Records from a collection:

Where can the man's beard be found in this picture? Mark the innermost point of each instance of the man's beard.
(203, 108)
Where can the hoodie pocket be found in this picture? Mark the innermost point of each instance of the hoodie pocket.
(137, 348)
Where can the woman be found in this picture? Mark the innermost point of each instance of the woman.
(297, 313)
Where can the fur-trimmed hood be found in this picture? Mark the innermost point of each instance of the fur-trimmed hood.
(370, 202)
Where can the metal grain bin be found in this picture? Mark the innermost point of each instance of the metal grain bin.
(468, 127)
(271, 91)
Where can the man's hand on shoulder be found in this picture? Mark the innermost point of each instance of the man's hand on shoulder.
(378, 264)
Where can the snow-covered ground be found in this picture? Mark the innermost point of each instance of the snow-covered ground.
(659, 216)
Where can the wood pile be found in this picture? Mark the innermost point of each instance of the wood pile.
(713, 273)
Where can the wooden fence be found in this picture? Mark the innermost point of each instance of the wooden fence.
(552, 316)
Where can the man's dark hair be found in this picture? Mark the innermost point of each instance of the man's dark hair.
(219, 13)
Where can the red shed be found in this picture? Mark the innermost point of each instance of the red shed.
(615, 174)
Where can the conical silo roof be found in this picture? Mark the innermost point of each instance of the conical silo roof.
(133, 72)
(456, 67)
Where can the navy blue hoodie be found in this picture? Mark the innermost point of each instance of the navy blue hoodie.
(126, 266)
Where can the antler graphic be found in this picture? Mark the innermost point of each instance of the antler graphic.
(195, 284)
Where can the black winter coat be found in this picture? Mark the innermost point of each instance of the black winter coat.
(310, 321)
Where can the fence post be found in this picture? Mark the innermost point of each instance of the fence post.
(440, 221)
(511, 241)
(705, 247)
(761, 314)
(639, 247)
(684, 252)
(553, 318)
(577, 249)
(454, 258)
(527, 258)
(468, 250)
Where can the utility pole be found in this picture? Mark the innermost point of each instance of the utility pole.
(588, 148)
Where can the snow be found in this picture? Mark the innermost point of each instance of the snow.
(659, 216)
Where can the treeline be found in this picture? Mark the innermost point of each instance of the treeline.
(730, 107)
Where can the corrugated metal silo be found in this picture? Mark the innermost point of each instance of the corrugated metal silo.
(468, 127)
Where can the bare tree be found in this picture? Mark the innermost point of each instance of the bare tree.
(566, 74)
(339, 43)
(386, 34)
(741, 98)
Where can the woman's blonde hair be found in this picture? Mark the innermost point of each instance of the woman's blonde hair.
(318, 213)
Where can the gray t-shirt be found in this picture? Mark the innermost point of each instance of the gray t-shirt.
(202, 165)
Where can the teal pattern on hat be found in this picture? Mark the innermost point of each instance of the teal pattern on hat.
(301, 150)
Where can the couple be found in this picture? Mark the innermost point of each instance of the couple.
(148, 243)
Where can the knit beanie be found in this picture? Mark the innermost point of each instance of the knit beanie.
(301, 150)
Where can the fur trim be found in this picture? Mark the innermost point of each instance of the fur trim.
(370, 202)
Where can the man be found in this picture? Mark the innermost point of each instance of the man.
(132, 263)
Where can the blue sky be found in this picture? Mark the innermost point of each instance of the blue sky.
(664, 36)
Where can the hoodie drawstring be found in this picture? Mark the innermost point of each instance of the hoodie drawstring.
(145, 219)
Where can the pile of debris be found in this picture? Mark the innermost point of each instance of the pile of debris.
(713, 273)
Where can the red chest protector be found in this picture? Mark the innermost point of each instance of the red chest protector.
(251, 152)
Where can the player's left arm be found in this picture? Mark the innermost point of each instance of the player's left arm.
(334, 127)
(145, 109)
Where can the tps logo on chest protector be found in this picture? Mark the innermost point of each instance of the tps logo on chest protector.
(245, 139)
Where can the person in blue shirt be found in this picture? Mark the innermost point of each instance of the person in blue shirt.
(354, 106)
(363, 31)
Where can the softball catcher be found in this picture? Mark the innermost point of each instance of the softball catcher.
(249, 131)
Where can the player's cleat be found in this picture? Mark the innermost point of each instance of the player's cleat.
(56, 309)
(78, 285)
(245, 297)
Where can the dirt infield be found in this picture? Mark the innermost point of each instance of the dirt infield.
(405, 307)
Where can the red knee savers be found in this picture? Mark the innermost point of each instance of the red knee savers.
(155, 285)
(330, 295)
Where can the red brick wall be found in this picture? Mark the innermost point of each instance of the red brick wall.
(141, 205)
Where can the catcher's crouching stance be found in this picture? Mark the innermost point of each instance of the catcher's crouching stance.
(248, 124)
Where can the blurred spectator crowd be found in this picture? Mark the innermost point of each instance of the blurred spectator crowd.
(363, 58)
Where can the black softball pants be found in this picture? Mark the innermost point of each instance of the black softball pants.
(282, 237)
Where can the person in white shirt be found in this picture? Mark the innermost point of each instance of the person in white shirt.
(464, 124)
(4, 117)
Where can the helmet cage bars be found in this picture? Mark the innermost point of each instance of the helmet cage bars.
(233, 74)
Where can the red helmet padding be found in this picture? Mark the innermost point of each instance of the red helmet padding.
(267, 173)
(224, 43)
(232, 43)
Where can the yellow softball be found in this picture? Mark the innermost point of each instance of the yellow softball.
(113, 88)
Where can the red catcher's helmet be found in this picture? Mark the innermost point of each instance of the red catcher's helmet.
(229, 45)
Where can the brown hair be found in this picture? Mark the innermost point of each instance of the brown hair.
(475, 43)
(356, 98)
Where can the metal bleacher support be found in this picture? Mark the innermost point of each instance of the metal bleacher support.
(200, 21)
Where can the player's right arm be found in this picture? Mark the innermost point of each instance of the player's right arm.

**Problem to work on:**
Starting with the line that contains "Where can the catcher's", output every line through the end of the listing above, unchanged.

**Right answer:**
Where can the catcher's crouching stance be found in this picture? Mark the innermost point of each instance of the catcher's crouching stance.
(248, 124)
Where can the blurred spectator crowd be found in this picture? Mark the innermost point of each instance of the blurred spectator crowd.
(363, 58)
Where can the black softball pants be found in this picture? Mark the innermost point of each instance of the black softball pants.
(282, 237)
Where can the person in white shirt be found in this picture? Mark the innermost point of each instance of the person in white shirt.
(464, 124)
(4, 117)
Where can the helmet cage bars be found in this picture? Mark the innermost point of each instance of the helmet cage bars.
(233, 74)
Where can the red helmet padding be found in this picture? Mark the innermost point of each instance of the red helmet padding.
(267, 173)
(224, 43)
(232, 43)
Where can the yellow softball be found in this picture? Mark the innermost point of each instance of the yellow softball.
(113, 88)
Where can the red catcher's helmet be found in this picture? Mark the innermost point of each instance of the red catcher's helmet.
(229, 45)
Where can the brown hair be found in this picture? Mark the innermost point of each instance of the brown hair.
(475, 43)
(356, 98)
Where can the metal bleacher support be found in this picture? Mark the innermost point of each instance of the metal bleacher support.
(200, 21)
Where can the player's right arm be found in this picture? Mark the innermost point of each instance of the player's right arm.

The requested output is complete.